── Dataset
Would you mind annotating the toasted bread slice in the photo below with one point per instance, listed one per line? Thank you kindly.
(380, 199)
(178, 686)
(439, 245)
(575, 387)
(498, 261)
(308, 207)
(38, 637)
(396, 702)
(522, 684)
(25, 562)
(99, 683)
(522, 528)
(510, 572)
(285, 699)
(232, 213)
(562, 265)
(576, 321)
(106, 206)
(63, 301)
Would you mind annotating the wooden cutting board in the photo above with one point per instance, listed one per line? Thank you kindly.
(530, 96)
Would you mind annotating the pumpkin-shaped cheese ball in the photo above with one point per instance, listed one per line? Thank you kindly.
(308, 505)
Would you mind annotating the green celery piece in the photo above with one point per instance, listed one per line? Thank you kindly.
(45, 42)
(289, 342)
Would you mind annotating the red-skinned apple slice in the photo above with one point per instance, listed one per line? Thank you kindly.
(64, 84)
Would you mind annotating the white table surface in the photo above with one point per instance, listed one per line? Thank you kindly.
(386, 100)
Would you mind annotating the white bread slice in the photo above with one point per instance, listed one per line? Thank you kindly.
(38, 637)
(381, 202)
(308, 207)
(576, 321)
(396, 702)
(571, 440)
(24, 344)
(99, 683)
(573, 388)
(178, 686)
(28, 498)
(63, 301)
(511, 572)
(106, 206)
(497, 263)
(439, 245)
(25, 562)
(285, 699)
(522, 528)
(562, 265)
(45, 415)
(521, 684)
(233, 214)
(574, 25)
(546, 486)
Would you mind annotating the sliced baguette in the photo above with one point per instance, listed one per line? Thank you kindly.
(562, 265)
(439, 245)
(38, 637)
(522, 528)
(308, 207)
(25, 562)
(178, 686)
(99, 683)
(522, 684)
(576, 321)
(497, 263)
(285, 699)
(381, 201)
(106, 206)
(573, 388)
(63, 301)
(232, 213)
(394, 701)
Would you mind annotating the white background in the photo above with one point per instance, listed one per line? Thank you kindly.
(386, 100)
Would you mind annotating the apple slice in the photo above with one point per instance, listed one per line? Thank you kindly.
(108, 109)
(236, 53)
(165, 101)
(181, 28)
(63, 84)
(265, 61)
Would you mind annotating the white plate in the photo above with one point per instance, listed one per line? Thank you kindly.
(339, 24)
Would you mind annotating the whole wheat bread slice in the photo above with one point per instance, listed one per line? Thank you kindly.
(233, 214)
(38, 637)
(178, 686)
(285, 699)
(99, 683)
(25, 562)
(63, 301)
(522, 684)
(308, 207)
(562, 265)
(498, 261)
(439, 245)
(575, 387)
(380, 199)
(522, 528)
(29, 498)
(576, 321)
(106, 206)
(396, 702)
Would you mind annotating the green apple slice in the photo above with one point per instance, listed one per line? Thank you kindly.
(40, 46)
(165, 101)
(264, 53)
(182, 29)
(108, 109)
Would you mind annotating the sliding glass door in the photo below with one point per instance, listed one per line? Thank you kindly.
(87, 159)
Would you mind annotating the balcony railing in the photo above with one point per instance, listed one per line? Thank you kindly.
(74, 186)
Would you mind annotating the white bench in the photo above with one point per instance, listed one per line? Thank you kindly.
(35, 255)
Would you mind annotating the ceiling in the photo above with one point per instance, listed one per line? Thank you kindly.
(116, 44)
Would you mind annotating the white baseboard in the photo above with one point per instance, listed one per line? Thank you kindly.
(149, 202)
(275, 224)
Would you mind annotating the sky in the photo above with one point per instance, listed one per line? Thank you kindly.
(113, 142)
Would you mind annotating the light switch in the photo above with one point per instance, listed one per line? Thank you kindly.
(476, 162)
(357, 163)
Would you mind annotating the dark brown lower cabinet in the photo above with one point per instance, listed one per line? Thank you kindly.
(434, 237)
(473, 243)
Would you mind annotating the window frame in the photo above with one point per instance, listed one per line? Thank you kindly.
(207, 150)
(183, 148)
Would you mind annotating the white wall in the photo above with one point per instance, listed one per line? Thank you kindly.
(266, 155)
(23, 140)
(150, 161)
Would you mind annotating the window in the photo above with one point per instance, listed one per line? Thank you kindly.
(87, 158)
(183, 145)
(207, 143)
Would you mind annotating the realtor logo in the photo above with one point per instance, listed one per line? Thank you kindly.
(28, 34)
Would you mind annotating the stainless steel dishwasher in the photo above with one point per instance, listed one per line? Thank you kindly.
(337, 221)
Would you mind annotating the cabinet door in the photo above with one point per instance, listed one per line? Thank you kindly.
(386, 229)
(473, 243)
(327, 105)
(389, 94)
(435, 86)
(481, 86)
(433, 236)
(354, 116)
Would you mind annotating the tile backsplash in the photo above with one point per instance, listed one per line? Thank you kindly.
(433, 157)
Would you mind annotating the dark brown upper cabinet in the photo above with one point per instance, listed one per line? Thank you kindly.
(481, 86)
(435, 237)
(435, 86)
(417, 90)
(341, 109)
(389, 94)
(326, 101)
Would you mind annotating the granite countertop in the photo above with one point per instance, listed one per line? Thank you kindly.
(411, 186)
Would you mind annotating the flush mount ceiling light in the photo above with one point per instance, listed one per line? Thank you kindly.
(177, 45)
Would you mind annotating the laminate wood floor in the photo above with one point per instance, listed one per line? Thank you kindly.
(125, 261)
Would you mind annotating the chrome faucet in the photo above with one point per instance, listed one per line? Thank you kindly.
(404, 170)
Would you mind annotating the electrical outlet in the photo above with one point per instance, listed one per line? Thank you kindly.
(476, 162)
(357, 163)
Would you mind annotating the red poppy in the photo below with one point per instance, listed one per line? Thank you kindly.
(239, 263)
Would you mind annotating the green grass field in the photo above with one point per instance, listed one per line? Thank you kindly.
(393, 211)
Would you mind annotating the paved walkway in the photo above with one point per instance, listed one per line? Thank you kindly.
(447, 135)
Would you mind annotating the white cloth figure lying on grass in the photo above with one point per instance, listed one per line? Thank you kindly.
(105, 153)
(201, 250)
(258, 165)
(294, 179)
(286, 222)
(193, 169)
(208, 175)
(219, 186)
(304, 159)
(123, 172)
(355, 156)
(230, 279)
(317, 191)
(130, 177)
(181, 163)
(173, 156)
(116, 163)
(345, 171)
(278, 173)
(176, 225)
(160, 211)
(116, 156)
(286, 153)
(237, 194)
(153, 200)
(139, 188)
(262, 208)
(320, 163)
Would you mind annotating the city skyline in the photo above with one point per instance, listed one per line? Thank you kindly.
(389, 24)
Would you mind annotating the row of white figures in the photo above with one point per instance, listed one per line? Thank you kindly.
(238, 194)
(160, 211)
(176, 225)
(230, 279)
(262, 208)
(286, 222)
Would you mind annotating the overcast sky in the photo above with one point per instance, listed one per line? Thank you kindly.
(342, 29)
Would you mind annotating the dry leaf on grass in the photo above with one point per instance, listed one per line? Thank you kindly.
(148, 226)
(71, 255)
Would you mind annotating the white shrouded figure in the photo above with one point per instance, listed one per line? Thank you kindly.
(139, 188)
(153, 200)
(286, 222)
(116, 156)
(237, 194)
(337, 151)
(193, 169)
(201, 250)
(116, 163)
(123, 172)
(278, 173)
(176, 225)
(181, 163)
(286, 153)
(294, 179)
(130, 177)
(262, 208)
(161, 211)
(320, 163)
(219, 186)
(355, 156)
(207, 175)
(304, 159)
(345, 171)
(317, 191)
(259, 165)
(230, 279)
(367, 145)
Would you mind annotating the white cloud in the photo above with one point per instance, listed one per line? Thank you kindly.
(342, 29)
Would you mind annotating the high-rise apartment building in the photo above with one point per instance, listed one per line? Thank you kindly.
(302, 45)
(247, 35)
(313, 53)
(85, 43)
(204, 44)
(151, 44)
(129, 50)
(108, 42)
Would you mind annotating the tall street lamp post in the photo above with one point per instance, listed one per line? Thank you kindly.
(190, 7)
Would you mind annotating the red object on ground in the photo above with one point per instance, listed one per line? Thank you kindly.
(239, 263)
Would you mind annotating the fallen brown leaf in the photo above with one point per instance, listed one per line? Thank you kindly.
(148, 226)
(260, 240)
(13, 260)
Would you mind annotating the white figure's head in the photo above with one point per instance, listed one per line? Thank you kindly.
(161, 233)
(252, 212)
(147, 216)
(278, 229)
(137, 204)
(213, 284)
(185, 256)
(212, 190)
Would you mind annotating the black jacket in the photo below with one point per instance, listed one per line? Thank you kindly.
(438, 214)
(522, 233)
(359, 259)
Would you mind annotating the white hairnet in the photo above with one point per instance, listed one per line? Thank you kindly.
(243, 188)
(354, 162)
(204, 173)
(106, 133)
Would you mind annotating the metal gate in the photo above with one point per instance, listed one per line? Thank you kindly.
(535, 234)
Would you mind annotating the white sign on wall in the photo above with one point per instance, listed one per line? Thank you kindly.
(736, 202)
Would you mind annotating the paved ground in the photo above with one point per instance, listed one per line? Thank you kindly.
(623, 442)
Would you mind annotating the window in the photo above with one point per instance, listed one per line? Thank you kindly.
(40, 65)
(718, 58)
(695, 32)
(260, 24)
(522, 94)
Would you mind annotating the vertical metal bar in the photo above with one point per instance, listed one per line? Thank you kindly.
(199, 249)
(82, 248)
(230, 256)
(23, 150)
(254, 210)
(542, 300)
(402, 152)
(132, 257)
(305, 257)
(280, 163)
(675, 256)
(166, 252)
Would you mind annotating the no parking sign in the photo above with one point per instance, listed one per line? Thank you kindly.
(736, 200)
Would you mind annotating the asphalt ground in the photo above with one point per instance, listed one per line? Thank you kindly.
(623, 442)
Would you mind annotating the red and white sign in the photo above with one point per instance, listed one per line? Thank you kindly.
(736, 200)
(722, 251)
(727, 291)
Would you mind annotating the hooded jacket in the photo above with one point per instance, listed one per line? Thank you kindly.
────
Please retype, exactly as written, every line from the line containing "Would you mind annotating the no" through the last line of the records above, including both of those lines, and nothing else.

Would you mind annotating the no parking sign in the photo above with one point per instance, listed one per line? Thank you kindly.
(736, 200)
Would you mind annotating the asphalt ground in the photo above with one point per instance, listed one per line? Thank you kindly.
(623, 442)
Would you mind annotating the red and white sign in the photo above with one point per instance, listed one per line? Thank you kindly.
(736, 200)
(722, 251)
(727, 291)
Would you mind annotating the hooded jacket in the photo above with one point per instance, listed one per line? Thank you kindly.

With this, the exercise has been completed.